**About this exercise**
Copy the lines below that contain "light".

**Task inputs**
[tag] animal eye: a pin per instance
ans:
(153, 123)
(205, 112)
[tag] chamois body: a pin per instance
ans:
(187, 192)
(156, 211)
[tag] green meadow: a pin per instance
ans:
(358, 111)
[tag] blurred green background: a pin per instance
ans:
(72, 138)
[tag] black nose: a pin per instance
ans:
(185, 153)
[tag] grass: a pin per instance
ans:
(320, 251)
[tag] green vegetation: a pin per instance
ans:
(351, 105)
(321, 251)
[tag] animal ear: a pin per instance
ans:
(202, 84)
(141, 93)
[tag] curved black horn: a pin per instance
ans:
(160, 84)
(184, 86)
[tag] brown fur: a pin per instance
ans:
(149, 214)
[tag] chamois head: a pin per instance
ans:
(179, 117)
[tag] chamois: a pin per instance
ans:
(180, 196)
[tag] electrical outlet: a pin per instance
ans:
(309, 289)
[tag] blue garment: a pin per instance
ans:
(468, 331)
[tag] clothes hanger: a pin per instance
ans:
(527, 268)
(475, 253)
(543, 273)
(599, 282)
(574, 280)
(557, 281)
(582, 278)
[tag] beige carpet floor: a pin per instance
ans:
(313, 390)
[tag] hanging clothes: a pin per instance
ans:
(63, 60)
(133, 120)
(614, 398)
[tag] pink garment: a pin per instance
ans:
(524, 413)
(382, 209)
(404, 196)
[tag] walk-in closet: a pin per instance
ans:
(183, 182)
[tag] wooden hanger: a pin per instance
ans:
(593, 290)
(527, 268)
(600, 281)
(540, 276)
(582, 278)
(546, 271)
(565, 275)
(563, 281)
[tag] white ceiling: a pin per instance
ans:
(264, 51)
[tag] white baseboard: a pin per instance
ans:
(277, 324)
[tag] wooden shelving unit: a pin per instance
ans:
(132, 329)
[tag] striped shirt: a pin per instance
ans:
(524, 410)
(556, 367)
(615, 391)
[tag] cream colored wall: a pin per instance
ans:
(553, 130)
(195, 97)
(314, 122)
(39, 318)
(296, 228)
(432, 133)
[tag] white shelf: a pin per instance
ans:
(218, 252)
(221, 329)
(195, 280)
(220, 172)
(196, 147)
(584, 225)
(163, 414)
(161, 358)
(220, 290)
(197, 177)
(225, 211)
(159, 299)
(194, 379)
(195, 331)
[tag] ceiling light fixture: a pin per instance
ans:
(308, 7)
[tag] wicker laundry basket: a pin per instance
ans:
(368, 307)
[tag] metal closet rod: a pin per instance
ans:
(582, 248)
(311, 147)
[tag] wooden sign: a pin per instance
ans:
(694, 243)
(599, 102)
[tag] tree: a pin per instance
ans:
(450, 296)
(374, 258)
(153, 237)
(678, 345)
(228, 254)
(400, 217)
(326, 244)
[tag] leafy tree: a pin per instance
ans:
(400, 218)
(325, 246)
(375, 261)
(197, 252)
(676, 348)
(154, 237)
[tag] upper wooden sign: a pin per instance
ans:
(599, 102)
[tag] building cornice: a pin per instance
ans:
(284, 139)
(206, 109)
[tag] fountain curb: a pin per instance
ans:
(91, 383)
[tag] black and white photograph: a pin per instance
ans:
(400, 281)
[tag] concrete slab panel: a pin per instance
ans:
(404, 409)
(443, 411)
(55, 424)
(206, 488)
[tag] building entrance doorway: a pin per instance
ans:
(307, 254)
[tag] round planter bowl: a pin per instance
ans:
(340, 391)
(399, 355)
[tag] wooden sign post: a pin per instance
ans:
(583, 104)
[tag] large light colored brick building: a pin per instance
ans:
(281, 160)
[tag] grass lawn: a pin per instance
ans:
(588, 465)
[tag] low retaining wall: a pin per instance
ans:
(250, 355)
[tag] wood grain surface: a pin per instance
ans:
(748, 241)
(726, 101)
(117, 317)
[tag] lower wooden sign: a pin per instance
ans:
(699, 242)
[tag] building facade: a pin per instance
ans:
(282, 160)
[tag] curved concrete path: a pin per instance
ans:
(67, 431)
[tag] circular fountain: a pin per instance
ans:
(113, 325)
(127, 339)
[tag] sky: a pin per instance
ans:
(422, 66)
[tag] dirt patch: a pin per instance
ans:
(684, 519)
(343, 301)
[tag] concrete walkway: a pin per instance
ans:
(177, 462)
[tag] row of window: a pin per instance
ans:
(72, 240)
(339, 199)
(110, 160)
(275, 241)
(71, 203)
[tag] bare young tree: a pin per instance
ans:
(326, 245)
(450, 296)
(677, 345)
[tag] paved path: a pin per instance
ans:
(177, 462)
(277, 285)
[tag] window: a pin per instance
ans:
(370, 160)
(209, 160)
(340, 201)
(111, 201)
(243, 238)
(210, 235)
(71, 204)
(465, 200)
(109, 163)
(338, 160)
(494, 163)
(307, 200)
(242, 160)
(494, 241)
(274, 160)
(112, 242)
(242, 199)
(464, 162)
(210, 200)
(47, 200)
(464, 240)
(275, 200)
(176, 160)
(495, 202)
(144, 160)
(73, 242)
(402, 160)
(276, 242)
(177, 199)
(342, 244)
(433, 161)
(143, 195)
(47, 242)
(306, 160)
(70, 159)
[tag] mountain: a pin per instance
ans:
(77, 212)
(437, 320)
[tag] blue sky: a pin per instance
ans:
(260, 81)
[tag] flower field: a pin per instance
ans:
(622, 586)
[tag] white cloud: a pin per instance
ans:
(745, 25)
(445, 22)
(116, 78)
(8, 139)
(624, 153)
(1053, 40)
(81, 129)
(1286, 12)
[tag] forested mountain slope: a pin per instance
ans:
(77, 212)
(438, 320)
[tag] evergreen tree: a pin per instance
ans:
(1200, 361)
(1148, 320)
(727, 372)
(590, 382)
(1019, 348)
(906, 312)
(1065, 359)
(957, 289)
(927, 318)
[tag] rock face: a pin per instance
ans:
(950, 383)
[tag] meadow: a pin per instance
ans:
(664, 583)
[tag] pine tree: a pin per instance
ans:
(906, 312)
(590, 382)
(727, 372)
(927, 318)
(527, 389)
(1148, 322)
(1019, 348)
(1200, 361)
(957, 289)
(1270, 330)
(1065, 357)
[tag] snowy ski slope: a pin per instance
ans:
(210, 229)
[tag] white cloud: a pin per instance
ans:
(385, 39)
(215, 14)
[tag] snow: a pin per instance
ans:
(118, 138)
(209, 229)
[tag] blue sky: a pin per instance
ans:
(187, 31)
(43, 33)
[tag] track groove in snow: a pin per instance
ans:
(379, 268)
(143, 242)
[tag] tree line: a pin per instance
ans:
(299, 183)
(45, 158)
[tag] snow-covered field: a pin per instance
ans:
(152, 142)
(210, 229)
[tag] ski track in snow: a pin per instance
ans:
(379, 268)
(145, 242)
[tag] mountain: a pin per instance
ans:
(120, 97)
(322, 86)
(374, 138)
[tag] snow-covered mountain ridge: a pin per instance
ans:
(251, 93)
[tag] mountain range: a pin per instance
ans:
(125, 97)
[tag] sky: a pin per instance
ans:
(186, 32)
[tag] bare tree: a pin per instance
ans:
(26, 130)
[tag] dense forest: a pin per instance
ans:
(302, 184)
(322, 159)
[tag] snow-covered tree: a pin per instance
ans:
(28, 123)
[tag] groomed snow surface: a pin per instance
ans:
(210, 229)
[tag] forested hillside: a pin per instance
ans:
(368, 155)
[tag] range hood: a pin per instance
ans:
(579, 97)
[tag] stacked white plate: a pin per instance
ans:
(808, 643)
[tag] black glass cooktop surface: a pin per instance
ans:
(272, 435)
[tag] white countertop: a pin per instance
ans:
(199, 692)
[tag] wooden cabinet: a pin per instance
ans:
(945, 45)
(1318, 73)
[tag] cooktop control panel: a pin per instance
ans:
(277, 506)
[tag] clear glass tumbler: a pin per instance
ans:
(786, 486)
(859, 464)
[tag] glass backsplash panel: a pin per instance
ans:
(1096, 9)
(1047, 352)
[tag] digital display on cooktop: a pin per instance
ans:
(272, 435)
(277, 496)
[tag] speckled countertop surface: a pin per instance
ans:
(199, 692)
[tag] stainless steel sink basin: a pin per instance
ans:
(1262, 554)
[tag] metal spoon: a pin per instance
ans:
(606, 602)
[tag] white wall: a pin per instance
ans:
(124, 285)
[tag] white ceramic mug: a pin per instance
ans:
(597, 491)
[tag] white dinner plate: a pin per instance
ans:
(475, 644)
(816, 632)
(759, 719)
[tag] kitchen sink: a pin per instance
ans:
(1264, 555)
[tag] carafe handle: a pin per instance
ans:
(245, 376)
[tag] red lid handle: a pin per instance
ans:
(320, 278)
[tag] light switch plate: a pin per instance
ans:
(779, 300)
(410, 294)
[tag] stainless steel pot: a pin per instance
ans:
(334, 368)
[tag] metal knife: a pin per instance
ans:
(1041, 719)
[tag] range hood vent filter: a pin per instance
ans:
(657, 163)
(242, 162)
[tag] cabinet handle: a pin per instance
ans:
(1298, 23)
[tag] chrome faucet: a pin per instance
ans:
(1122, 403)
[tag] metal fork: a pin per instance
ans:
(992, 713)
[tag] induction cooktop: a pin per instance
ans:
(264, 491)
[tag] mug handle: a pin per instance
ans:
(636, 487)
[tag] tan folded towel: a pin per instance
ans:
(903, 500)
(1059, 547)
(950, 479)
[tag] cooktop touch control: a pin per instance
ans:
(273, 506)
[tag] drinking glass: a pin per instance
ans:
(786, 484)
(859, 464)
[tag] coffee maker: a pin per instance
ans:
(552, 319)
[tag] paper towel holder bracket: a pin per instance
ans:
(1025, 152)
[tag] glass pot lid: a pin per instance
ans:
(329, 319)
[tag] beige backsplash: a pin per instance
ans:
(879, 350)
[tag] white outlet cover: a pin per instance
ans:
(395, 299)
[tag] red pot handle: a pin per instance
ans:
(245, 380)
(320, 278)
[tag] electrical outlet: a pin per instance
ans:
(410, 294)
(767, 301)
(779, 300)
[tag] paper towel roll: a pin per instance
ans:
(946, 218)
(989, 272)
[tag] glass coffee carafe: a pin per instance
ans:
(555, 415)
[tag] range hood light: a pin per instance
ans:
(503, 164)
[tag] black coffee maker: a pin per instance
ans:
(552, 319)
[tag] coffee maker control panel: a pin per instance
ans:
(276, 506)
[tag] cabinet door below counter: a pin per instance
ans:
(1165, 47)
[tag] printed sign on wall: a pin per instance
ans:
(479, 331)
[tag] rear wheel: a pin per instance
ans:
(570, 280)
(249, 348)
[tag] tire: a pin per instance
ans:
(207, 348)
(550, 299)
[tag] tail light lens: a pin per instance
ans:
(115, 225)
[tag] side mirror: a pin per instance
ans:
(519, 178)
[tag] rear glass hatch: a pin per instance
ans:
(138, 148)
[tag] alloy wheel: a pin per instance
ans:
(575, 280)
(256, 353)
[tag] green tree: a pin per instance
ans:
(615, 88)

**Exercise solution**
[tag] ceiling light fixture: a pin per instance
[tag] large light colored brick building: a pin per instance
[tag] light switch plate: a pin per instance
[tag] range hood light: a pin per instance
[tag] tail light lens: a pin per instance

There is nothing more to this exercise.